* **Passage**

SAF (sustaniable aviation fuel) has been the obvious near-term mitigation for transport category aircraft, and numerous airlines are doing very small-scale demonstrations.

Carbon capture has always been a theoretical mitigation, since the underlying root of the problem is that we dig up carbon buried in geological formations, aka fossil fuels, and when the fuel is burned that carbon ends up in the atmosphere. Carbon capture pulls CO2 right out of the atmosphere and converts it to an inert compound which can be safely stored... typically back underground where it came from.

UAL has committed to operate the first industrial-scale carbon-capture system, as their path to carbon-zero by 2050. It's comforting to see the industry starting to address this on a large scale... before somebody addresses it for us, in a manner we're not going to like.

* **Activity**
Write out the passage above on aviation fuel and carbon capture word for word, in full.

* **Dataset excerpts**
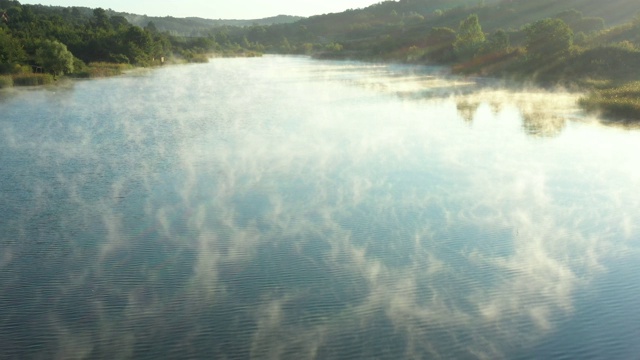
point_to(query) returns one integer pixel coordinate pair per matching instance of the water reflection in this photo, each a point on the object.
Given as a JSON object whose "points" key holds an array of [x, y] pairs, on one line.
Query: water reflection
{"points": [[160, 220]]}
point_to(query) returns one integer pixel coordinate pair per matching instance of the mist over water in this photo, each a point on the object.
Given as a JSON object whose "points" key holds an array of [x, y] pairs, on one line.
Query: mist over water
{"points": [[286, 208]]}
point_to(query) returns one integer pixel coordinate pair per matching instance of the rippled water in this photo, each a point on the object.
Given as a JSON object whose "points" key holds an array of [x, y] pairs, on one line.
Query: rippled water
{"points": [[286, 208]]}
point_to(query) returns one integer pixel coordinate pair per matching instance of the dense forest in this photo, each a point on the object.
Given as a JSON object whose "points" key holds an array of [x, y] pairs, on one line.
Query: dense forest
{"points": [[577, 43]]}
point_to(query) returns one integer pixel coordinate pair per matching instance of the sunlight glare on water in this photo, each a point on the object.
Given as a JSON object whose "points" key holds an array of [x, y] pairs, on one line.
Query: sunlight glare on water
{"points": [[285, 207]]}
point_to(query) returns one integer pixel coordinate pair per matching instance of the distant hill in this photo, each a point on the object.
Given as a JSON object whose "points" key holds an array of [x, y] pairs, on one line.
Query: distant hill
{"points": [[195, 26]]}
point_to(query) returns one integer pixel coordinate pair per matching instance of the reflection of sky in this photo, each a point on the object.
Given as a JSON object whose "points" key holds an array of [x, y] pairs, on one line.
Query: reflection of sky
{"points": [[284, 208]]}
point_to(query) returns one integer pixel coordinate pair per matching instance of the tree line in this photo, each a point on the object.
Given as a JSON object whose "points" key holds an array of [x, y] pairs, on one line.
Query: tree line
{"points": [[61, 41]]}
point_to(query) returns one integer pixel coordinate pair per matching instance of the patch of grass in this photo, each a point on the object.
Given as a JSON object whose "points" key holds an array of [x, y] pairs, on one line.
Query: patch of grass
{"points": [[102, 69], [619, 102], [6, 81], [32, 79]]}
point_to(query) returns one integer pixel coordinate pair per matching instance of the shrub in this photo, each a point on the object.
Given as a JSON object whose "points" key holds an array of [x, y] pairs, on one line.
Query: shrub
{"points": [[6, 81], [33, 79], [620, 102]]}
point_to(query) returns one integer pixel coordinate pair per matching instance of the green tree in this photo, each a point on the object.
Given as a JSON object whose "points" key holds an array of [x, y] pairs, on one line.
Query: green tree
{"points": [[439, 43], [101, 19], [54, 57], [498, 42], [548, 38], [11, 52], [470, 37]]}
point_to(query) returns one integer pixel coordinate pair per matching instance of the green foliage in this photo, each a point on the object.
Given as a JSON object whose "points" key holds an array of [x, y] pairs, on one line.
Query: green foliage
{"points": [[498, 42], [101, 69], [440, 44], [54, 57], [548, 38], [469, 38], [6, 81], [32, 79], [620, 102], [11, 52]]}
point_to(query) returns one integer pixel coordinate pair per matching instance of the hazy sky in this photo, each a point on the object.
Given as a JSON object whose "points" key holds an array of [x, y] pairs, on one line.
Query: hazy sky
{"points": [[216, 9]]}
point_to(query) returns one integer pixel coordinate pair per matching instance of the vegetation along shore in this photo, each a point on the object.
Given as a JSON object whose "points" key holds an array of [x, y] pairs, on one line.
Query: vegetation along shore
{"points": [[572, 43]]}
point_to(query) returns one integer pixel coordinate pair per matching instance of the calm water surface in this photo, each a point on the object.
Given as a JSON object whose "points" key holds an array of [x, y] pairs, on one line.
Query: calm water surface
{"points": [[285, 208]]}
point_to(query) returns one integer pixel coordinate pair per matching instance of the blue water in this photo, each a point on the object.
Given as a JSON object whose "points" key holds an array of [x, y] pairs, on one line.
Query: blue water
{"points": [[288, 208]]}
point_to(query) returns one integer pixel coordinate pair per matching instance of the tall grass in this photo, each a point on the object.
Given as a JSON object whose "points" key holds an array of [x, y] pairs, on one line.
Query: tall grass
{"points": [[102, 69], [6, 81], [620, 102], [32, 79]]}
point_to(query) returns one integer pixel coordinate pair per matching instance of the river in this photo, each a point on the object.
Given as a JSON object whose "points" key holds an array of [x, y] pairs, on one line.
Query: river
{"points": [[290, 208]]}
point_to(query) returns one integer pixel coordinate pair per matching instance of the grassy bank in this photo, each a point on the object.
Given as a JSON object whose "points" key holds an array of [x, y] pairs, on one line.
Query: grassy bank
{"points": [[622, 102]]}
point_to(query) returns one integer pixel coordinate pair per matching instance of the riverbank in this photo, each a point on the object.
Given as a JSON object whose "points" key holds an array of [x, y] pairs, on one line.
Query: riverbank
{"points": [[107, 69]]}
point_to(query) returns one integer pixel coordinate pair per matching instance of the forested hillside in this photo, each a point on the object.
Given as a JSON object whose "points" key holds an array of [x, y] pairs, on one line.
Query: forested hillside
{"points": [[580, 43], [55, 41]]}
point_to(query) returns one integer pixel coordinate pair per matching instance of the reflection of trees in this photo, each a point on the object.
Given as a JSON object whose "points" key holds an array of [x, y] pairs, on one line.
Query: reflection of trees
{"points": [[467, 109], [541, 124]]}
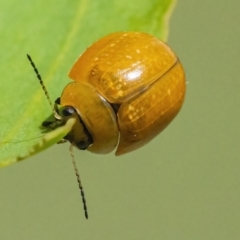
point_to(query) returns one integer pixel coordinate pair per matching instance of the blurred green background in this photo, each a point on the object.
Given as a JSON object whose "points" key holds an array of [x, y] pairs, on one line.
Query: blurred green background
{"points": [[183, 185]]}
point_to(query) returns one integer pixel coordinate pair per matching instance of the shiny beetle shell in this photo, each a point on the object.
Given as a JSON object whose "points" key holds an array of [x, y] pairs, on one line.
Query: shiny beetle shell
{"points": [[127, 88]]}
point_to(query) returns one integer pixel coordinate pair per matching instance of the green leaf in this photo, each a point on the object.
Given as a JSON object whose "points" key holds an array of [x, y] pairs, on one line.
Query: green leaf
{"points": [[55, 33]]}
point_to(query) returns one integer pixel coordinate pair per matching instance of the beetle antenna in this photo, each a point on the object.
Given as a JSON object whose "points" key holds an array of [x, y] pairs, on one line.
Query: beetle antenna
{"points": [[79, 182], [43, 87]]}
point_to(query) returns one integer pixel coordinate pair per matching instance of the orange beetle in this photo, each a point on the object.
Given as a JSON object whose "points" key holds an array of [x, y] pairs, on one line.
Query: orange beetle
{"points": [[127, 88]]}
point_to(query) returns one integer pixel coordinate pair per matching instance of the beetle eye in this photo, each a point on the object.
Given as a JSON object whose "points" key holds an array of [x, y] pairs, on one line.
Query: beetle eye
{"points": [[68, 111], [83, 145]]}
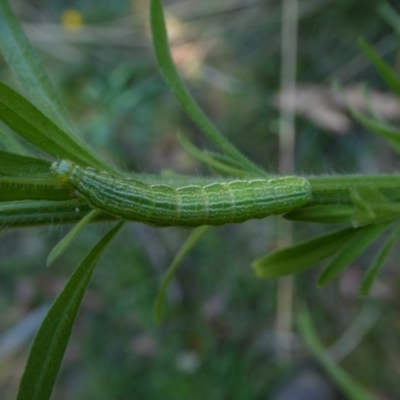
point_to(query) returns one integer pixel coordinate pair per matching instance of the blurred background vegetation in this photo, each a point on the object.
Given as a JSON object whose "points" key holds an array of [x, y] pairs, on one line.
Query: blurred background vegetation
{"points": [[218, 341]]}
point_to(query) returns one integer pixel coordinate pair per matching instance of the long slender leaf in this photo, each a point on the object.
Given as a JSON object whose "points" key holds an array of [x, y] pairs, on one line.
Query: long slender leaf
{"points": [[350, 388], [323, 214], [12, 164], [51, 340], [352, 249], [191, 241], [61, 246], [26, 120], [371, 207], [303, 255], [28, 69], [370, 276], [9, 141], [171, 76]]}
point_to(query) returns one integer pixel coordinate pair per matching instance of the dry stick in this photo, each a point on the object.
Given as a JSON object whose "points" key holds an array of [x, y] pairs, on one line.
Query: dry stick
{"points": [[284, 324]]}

==

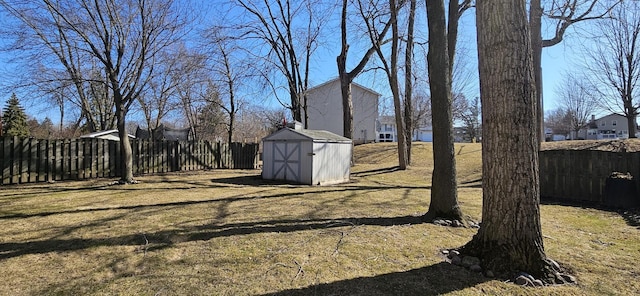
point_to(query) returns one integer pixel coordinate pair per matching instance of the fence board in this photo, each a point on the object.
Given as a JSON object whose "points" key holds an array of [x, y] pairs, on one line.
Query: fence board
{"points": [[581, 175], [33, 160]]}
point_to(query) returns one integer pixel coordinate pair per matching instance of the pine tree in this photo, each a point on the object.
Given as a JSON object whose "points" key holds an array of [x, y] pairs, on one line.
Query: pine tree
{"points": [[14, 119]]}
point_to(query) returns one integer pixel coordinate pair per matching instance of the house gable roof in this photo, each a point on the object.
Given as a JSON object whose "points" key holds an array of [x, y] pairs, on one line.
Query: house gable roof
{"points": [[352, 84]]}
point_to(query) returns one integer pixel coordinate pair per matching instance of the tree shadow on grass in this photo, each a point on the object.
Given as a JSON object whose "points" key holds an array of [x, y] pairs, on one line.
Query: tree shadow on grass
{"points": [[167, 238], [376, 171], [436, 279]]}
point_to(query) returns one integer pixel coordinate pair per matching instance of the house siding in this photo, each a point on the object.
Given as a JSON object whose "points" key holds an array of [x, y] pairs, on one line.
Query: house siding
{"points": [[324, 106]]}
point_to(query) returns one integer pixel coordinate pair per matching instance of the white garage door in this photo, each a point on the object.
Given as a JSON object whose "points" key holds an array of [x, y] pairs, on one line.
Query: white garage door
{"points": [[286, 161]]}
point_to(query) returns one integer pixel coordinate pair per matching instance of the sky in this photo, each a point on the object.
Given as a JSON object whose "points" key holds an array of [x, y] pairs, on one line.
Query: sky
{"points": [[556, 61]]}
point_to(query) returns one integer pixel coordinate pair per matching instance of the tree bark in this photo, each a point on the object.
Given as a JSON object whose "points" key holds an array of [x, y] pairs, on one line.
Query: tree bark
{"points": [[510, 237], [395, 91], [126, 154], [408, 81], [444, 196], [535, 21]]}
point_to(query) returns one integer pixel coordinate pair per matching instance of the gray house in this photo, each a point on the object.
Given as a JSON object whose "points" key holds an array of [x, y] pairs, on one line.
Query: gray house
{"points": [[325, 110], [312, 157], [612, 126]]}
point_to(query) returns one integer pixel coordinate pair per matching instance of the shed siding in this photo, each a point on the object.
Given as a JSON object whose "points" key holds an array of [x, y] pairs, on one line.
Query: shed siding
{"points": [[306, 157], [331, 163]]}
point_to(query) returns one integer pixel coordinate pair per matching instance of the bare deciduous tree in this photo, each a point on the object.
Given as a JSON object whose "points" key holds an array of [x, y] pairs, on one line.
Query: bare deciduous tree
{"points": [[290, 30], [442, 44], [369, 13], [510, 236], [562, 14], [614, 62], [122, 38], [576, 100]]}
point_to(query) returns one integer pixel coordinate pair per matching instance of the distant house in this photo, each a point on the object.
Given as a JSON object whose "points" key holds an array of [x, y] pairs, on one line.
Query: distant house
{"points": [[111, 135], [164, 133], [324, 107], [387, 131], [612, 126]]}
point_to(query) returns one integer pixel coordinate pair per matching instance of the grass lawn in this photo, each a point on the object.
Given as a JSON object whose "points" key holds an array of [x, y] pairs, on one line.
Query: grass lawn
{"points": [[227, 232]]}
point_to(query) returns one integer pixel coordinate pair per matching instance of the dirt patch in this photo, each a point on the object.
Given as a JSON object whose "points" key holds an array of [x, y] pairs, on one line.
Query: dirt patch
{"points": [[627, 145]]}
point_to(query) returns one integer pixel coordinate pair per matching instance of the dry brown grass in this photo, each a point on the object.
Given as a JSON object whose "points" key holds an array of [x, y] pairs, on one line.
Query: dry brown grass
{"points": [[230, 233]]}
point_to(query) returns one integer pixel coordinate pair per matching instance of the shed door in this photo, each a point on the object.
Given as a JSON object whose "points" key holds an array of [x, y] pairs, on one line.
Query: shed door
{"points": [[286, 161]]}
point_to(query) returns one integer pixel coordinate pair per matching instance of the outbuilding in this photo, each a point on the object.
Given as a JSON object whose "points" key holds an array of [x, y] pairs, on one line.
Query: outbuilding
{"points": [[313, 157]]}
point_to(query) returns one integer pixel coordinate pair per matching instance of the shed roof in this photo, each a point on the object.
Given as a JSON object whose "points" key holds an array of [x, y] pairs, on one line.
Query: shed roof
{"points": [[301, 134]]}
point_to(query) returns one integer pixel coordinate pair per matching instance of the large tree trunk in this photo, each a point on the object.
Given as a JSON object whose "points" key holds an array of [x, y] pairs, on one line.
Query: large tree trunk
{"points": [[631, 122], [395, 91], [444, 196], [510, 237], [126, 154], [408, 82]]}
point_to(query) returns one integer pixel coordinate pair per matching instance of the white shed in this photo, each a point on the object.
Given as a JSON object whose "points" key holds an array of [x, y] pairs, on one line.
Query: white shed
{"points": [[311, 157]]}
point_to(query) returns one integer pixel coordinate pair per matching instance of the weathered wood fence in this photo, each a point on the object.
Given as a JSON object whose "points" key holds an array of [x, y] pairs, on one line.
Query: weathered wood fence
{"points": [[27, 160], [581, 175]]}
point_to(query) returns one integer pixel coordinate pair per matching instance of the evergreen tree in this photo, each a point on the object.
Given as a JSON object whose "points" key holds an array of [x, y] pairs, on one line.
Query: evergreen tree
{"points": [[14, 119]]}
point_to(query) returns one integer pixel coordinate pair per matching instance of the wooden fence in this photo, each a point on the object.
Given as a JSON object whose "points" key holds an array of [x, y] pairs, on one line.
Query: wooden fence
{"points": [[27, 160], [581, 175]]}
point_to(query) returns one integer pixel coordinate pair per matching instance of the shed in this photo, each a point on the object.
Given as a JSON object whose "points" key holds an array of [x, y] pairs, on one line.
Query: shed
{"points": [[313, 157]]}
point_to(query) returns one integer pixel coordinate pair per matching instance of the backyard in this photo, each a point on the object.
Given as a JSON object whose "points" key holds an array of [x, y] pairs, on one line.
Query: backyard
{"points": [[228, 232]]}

==

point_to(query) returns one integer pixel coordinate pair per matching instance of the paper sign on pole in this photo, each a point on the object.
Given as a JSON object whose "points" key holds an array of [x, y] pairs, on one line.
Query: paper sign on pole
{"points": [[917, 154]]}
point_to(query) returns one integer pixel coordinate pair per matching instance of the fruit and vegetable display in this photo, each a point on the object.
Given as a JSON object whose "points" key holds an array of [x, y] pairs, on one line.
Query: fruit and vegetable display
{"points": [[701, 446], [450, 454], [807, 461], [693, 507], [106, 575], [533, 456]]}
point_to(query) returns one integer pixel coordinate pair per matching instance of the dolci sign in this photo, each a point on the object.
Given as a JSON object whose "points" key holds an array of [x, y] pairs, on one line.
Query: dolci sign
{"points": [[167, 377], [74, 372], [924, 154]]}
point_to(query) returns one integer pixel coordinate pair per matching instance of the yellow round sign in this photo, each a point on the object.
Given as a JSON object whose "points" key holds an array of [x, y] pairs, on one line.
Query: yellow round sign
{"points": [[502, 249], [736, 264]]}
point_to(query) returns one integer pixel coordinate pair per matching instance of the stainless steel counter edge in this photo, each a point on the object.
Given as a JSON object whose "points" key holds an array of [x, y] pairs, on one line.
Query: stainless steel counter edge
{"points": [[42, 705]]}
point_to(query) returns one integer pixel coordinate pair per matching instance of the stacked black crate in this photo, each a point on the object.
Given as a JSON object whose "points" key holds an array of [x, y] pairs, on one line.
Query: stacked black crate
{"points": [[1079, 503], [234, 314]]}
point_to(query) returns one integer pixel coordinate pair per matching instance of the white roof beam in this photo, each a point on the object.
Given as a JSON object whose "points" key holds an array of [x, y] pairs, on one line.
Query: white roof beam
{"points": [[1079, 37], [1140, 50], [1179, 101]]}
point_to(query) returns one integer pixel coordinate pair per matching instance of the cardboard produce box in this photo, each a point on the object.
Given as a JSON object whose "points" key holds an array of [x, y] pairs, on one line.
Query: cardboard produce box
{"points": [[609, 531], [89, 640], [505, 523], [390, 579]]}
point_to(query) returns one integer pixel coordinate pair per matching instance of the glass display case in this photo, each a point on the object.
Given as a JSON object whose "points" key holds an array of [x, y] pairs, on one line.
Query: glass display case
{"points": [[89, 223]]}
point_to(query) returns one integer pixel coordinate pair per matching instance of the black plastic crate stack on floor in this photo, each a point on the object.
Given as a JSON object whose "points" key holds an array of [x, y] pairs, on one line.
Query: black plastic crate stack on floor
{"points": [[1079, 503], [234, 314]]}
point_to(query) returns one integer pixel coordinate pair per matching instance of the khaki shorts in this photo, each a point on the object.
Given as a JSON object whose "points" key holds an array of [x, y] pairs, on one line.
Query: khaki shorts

* **Written response**
SAF (sustaniable aviation fuel) has been the obvious near-term mitigation for transport category aircraft, and numerous airlines are doing very small-scale demonstrations.

Carbon capture has always been a theoretical mitigation, since the underlying root of the problem is that we dig up carbon buried in geological formations, aka fossil fuels, and when the fuel is burned that carbon ends up in the atmosphere. Carbon capture pulls CO2 right out of the atmosphere and converts it to an inert compound which can be safely stored... typically back underground where it came from.

UAL has committed to operate the first industrial-scale carbon-capture system, as their path to carbon-zero by 2050. It's comforting to see the industry starting to address this on a large scale... before somebody addresses it for us, in a manner we're not going to like.